ACTIVITIES:
a - Answer these questions from the post about the spinal fluid results:
(i) On what date was the post published?
(ii) During which procedure was the spinal tap performed?
(iii) What did the full report find in the spinal fluid?
b - Write the next part of the post about the spinal fluid results, picking up after its final sentence.

EXCERPT TO READ:

▼

Posted Apr 30 2012 11:20pm

I met with my neurology oncologist today who summarized the results from the previous diagnostic tests. While I had my surgery, the spinal tap that was to be a separate test, became part of that procedure. They performed the test while I was in reverie for the surgery to my cervical spine. My hematology oncologist, my regular oncologist, gave me preliminary results when I saw her just following the surgery earlier that week, that indicated the spinal fluid was clear. I knew that we were still awaiting the full report, however, and today, that is what my NO discussed with me. It was the same as the preliminary report: clear spinal fluid with no cancer cells, at least for now. I guess the last phrase is just the reassurance that stage IV cancer can change course at will, so no one should ever get too comfortable with good news. I take it in stride.

▲

RECORDS SHOWN:

▼

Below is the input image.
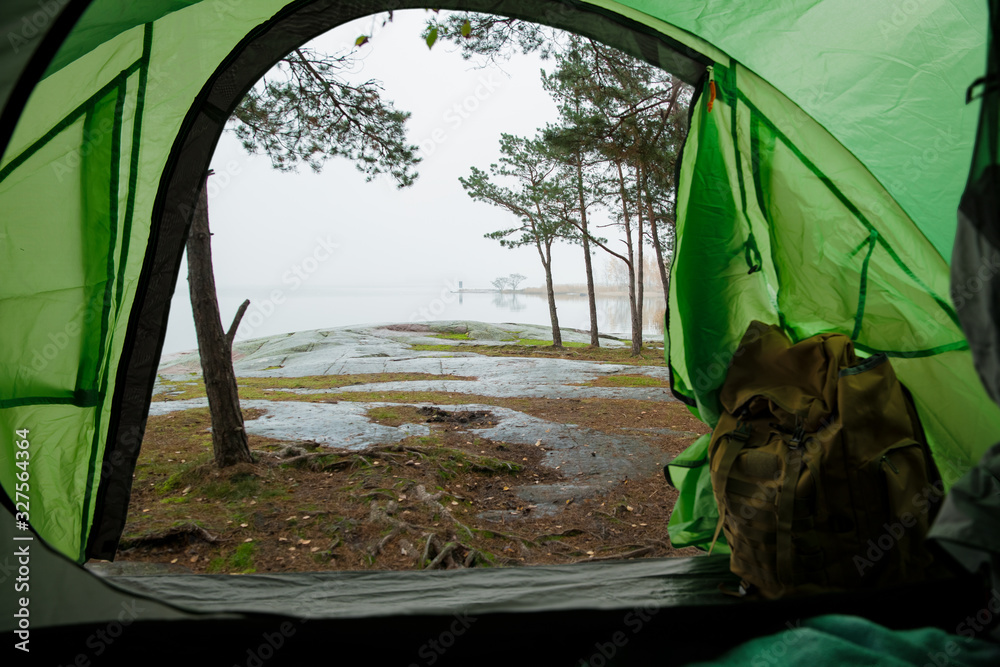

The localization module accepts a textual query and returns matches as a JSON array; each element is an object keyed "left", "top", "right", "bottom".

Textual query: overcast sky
[
  {"left": 197, "top": 10, "right": 584, "bottom": 289},
  {"left": 164, "top": 10, "right": 636, "bottom": 354}
]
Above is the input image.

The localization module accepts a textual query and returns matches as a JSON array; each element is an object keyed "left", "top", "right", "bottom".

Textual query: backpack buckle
[
  {"left": 789, "top": 417, "right": 806, "bottom": 449},
  {"left": 729, "top": 422, "right": 753, "bottom": 442}
]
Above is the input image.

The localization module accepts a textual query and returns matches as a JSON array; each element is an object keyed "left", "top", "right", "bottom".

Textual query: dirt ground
[{"left": 117, "top": 360, "right": 706, "bottom": 573}]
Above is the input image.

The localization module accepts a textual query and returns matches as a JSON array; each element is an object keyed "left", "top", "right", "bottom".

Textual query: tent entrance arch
[
  {"left": 95, "top": 2, "right": 708, "bottom": 558},
  {"left": 0, "top": 0, "right": 1000, "bottom": 655}
]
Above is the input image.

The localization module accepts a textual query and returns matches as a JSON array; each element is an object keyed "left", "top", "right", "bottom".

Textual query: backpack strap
[
  {"left": 708, "top": 421, "right": 753, "bottom": 555},
  {"left": 777, "top": 438, "right": 804, "bottom": 587}
]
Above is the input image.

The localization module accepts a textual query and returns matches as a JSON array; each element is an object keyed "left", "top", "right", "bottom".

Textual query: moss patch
[{"left": 580, "top": 375, "right": 670, "bottom": 387}]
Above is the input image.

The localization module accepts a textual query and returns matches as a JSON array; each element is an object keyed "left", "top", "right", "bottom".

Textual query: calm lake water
[{"left": 163, "top": 288, "right": 663, "bottom": 354}]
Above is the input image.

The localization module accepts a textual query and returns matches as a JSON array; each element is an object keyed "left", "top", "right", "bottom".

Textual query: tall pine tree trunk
[
  {"left": 576, "top": 150, "right": 601, "bottom": 347},
  {"left": 538, "top": 243, "right": 562, "bottom": 347},
  {"left": 633, "top": 164, "right": 646, "bottom": 348},
  {"left": 645, "top": 179, "right": 670, "bottom": 304},
  {"left": 615, "top": 161, "right": 642, "bottom": 357},
  {"left": 187, "top": 172, "right": 253, "bottom": 468}
]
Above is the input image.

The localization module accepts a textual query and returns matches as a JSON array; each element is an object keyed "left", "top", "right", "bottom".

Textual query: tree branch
[{"left": 226, "top": 299, "right": 250, "bottom": 352}]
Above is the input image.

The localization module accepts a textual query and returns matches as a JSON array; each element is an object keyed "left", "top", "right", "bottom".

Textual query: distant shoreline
[{"left": 452, "top": 285, "right": 656, "bottom": 298}]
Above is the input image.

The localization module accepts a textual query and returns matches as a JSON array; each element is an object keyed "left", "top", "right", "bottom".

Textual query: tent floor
[{"left": 31, "top": 556, "right": 988, "bottom": 667}]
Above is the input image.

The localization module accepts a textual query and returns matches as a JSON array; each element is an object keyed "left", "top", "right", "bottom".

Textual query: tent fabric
[
  {"left": 691, "top": 616, "right": 1000, "bottom": 667},
  {"left": 669, "top": 64, "right": 1000, "bottom": 494},
  {"left": 0, "top": 0, "right": 1000, "bottom": 644},
  {"left": 931, "top": 0, "right": 1000, "bottom": 636},
  {"left": 0, "top": 0, "right": 720, "bottom": 560}
]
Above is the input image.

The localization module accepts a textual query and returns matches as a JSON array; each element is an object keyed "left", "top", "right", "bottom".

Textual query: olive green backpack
[{"left": 708, "top": 322, "right": 943, "bottom": 598}]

▲

RESPONSES:
a -
(i) April 30, 2012.
(ii) It was performed during the surgery on the writer's cervical spine.
(iii) The spinal fluid was clear, with no cancer cells, at least for now.

b -
The shaky hands are number one priority now that we know where the cancer grinch is not. The fracture in the spine that caused pressure on a disk that pressed upon the spinal cord and needed to be removed and replaced, may have caused some permanent damage. By conducting rehabilitation soon after the surgery, it is likely some of the permanent damage can be alleviated. I hope so because writing is important to me, and a hand that shakes too much to be able to write longhand or to do calligraphy would be a very hard pill to swallow. While I love my computer and gadgets, which I can still manage fine because they require not fine but gross motor control, I spend a lot of my time writing in longhand and calligraphy. It provides me with a great deal of therapy in coping with MBC. I look forward toward working on this issue with my own effort and hoping that we will see results soon.